**Provided entries**
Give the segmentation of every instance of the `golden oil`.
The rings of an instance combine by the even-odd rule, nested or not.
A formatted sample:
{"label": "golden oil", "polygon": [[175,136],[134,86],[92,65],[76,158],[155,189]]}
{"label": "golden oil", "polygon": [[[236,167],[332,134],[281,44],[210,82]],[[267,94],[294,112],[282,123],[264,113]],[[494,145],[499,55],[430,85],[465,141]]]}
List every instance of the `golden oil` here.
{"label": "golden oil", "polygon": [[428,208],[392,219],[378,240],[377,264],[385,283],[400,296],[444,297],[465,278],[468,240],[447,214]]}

**Written instruction**
Would you repeat all of the data above, every line of it, without changing a single character?

**Finished task**
Give the segmentation of every instance of the `golden oil`.
The rings of an instance combine by the even-odd rule, nested or not.
A formatted sample:
{"label": "golden oil", "polygon": [[175,136],[134,86],[92,65],[76,158],[155,189]]}
{"label": "golden oil", "polygon": [[[236,167],[332,134],[281,44],[210,82]],[[267,94],[294,112],[282,123],[264,113]],[[494,145],[499,55],[430,85],[465,141]]]}
List every instance of the `golden oil` here.
{"label": "golden oil", "polygon": [[428,208],[392,219],[378,240],[377,264],[385,283],[400,296],[444,297],[465,278],[468,240],[447,214]]}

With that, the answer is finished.